** Opening EXCERPTED DATA block **

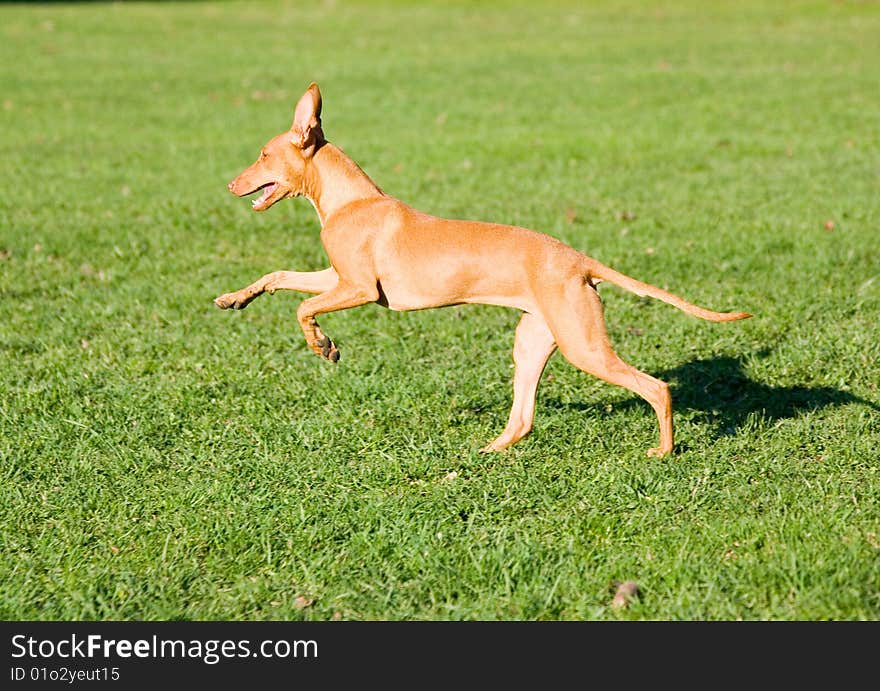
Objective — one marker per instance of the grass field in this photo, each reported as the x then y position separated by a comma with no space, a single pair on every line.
161,459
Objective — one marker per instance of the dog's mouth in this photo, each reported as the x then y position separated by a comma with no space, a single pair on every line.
262,202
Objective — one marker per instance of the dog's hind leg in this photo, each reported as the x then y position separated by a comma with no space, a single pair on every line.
302,281
532,347
579,329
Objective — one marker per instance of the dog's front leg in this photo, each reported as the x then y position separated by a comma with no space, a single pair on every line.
302,281
342,296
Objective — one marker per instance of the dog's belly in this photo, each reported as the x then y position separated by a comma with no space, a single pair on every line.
428,293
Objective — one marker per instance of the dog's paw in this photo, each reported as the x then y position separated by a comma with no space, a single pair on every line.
234,300
327,349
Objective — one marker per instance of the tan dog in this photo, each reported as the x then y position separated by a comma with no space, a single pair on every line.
383,251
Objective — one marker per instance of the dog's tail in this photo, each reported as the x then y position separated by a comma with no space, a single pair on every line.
597,271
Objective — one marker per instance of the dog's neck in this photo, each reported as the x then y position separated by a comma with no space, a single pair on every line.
333,180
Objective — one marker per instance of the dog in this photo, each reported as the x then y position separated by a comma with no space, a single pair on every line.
383,251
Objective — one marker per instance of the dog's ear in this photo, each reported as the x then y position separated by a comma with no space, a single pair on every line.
306,126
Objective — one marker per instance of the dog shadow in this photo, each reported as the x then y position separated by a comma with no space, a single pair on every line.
720,395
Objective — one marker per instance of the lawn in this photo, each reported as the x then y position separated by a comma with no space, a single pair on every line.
163,459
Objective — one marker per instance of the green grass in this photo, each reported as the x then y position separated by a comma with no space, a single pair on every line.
161,459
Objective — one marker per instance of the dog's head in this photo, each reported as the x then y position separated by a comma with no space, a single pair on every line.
280,170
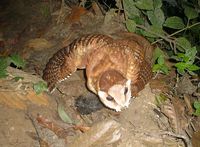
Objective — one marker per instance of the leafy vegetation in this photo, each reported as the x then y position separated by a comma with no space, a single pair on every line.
175,33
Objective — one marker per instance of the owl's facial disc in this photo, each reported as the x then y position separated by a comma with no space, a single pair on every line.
117,97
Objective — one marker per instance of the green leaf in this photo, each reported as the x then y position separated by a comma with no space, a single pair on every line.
138,20
39,87
156,17
144,4
183,43
191,53
157,53
157,4
190,12
181,67
160,68
164,69
17,61
63,115
174,22
131,25
130,9
193,67
155,30
18,78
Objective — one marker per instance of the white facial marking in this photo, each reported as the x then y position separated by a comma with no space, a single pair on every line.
118,96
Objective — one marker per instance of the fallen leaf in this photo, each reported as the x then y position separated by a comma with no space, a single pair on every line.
38,44
58,130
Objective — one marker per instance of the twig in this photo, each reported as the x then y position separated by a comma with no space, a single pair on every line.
35,127
183,137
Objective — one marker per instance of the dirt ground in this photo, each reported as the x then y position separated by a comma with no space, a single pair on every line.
36,30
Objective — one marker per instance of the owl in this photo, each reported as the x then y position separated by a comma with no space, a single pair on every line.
117,68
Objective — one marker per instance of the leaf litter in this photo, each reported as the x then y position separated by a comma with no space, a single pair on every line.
137,125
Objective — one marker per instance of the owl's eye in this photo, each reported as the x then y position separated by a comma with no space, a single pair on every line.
125,90
109,98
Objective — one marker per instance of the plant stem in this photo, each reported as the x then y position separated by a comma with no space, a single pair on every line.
188,27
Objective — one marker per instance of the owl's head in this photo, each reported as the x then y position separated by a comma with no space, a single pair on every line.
115,90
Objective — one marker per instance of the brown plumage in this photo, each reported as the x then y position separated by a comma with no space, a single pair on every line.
107,61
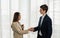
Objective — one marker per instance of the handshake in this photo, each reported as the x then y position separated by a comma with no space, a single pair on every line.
31,29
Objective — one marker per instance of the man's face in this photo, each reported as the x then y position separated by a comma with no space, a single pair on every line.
42,11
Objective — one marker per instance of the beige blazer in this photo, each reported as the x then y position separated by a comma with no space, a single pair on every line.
17,30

** Closing EXCERPTED DATA block **

> [ACTIVITY]: Give every record again exactly, apart from the pictures, which stay out.

> [SOLUTION BELOW]:
Objective — one marker per instance of the grass field in this photo, each reported as the x then y position separated by a comma with no space, a single pair on every line.
161,459
Objective — one marker per instance of the dog's mouth in this photo, each reported as the x then y position separated by a comma with no space, a single pair on every line.
262,202
Objective — one marker per instance of the dog's hind leg in this photo, each reported as the x then y position separated by a comma with no space, a single pair on every line.
302,281
532,347
579,329
Objective — one marker per instance of the dog's front leg in this photo, each reported as the x then y position separated by a comma with no space, a single pair on every line.
302,281
342,296
Objective — one marker per instance of the dog's belly in this photo, each reported as the x then y position separated by a comma with no space, a single pair on every line.
428,293
Objective — one marker per instance of the dog's paw in this photo, each reported as the x then y position separated by a comma with no space, a single pair on every line.
234,300
327,349
Objective — one marker per instance of the tan dog in this photo, each reported as the x then y position separated by a comma with no space, a single pair on every line.
383,251
Objective — one marker per instance of the dog's tail in this photo, each reported as the x then y position separated by a comma with no space, a single pair on every line.
597,271
Objective — one marker per instance of the dog's neck in this photo, each reported as the x then y position separated by a comma with no space, a single pair on every line.
333,180
Objective — one marker per instance of the dog in this photo, each reported as the x then y position separated by a comma with no space, a single pair on every line.
383,251
Objective — one marker per instance of the dog's ear in this photo, each reported as the x then y position separated by a comma with no space, a single pair on every line.
306,126
Objective — one marker per instance of the dog shadow in this photo, each reported as the x then y position separated by a comma with no space, a single pair on every line.
720,395
Objective — one marker per instance of the lawn in this photo, each reported as the x then y position separated by a comma with no space, a single pair on every line.
163,459
Objective — one marker per instance of the green grass in this photo, each reported as the x then y position separated by a comma with no space, a single pair on every line.
161,459
Objective — one marker per instance of the dog's head in this photo, each reported as the x then y position separated by a comma with no space, a single pair on every line.
280,170
Objective — one marker per instance of the leafy vegetation in this photo, each reported as the x then y position separated by a comma with no space, a single pair on every line.
175,33
Objective — one marker per instance of the owl's facial disc in this photo, each reported as the x then y position separated by a comma with no space, a single pair on every line.
117,97
Objective — one marker per instance of the green leaf in this photo, each reported as the x then y position separated by a comma with no space, a single pair on every line.
138,20
39,87
156,17
144,4
183,43
191,53
157,53
157,4
190,12
181,67
160,68
164,69
17,61
63,115
174,22
131,25
130,9
193,67
155,30
18,78
Objective — one marker per instance of the white facial marking in this photo, each reported as the x then y position separated by a comma with no space, a single pair on every line.
118,96
Objective — one marker per instance of the fallen leaf in this photo, each reported as the x then y position separated by a comma with no space, a single pair on every line.
38,44
58,130
Objective — one marker per instance of the twig in this photo, each reported as the x then y position separated by a comma with no space, a single pair on every line.
35,127
183,137
Objective — one marker per instance of the dirt ground in this photo, each reported as the x then y position separated by a comma with no space, a single pair on every line.
36,30
Objective — one marker per instance of the owl in this photo, each reported as the x then y position separated by a comma with no space, a single pair on every line.
117,68
Objective — one marker per instance of the leaf litter in this photo, each reported as the x then y position separated by a comma with no space, a single pair on every line.
137,125
Objective — one marker per instance of the owl's eye in this photo, each reported as the x then y position separated by a comma with no space, a single pair on every line.
125,90
109,98
Objective — one marker per instance of the plant stem in this photo, each reported as the x then y position separated by a comma with no space, a single pair on every line.
188,27
Objective — one marker per instance of the owl's head in this photo, each reported as the x then y position separated by a comma with no space, a single pair on every line.
115,90
Objective — one marker per instance of the brown plumage in this photo, each reported as the x then y position separated by a comma with no space, a single pair on every line.
107,61
Objective — one marker per instance of the handshake in this photo, each reported as the x then y position separated by a comma with no space, a single pair on every line.
31,29
Objective — one marker per instance of the man's face in this photo, each reported as the x then y position separated by a comma with no space, a single pair on every line.
42,11
Objective — one marker per instance of the beige blazer in this photo, each reported as the x then y position separated by a comma with no space, a single pair on every line.
17,30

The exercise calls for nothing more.